[Task list]
a – Quote the part of the system design passage that opens with the words containing "- Identify which" and closes with "top N results.".
b – Decide whether each statement agrees with the system design passage, answering yes or no and quoting the passage's deciding words: (i) New tweets are indexed within seconds of posting. (ii) Email digests are generated on the critical real-time path. (iii) The set of celebrity accounts is looked up in Redis.
c – Continue the system design passage on timelines, search and notifications from the point where it stops.

[Source passage]
───

Timeline merge (read path):
- Fetch the user’s pre-built timeline cache (fan-out writes from followed regular users).
- Identify which followed accounts are celebrities (looked up from a celebrity set in Redis).
- For each celebrity, fetch their recent tweets from the user timeline store.
- Merge the lists in memory, sorted by tweet_id descending.
- Return the top N results.
This is more expensive per read than a pure cache lookup, but far cheaper than 100M fan-out writes. The trade-off: timeline construction is O(C) where C is the number of celebrities followed — typically a small number.
Search & Trending
Tweet search: Full-text search over tweets requires an inverted index. Twitter built Earlybird — a real-time Lucene-based search system. New tweets are indexed within seconds of posting. The index is sharded by time (recent tweets are in hot shards that fit in memory; older tweets are in cold shards on disk). Search queries fan out across time shards and merge results.
Trending topics: Computing trending hashtags and terms is a distributed counting problem. Each tweet is tokenized; a streaming system (Apache Storm, Kafka Streams) counts term frequencies over rolling time windows (last 1 hour, 24 hours). Trending = highest count relative to baseline frequency (prevents always-popular terms from dominating). Results are computed continuously and cached globally — trending topics are read-heavy but update every few minutes.
Notifications
Notification types: mentions (@user), replies, likes, retweets, follows, DMs. Each generates a notification record and triggers a delivery:
- In-app notifications: Stored in a notifications table per user, fetched on demand. Redis sorted set for unread count (fast badge update).
- Push notifications: Routed through APNs/FCM for mobile users who aren’t currently in the app. A notification fanout service subscribes to relevant events (like, retweet) and triggers push sends.
- Email digests: Batched and sent asynchronously. Users who haven’t opened the app in N days get a digest email summarizing activity. Generated by a batch job, not on the critical real-time path.

───

[Extracted information]
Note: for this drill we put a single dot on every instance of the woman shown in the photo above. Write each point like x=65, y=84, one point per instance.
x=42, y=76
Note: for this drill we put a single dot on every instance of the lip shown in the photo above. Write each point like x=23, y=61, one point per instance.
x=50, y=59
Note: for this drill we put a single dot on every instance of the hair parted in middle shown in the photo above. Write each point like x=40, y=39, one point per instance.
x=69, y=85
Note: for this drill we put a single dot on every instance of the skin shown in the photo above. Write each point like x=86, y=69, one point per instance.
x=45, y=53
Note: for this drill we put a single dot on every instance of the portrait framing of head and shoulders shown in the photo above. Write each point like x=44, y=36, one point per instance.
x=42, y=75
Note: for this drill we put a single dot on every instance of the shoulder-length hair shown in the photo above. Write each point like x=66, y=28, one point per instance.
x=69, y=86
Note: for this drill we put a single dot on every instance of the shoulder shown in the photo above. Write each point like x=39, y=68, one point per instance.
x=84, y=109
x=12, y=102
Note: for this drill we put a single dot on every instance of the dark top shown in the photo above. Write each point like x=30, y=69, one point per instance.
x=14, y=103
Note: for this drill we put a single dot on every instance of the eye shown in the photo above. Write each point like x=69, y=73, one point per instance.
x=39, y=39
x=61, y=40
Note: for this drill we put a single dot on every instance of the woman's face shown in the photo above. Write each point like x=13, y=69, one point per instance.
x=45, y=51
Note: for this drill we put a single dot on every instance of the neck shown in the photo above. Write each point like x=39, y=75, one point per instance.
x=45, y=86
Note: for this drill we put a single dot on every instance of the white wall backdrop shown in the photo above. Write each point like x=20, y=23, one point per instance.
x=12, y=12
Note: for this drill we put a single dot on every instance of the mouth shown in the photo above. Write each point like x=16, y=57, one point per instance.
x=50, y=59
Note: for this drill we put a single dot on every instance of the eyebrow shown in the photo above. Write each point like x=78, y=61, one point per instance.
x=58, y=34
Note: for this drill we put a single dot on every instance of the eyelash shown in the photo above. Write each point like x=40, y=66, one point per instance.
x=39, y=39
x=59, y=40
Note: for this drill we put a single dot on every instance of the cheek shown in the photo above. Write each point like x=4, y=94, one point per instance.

───

[List of answers]
a –
- Identify which followed accounts are celebrities (looked up from a celebrity set in Redis).
- For each celebrity, fetch their recent tweets from the user timeline store.
- Merge the lists in memory, sorted by tweet_id descending.
- Return the top N results.

b –
(i) Yes: "New tweets are indexed within seconds of posting."
(ii) No: "Generated by a batch job, not on the critical real-time path."
(iii) Yes: "looked up from a celebrity set in Redis"

c –
Scaling Considerations
- Timeline cache eviction policy. Timeline caches are capped at ~800 tweet IDs per user. When the cap is reached, oldest entries are evicted. This limits memory per user but means a user who scrolls back far enough will hit a cache miss and fall back to a database query. Twitter calls this “timeline reconstruction.”
- Inactive user optimization. Don’t maintain timeline caches for users who haven’t logged in recently. Skip fan-out writes for followers whose last-active timestamp is older than 30 days. When they return, reconstruct their timeline from scratch (a one-time cost to wake up the user, not a recurring cost).
- Retweet amplification. A retweet is a fan-out event identical to a regular tweet — except the tweet_id being fanned out is the original tweet’s ID. Viral content can cascade: a retweet by a celebrity causes a second fan-out of the same tweet to 100M users. Rate-limiting fan-out depth (number of hops) prevents runaway amplification.
- CDN for media. Images and videos are served from a CDN. The origin is object storage (Twitter uses HDFS + Blobstore internally). CDN edge nodes cache media globally, keeping bandwidth costs low and latency minimal for global users.
- FlockDB for social graph. Twitter open-sourced FlockDB, a distributed graph database optimized for storing and querying follow relationships. Queries like “who does user X follow?” and “who follows user X?” (needed for fan-out) are O(1) with sharded adjacency lists.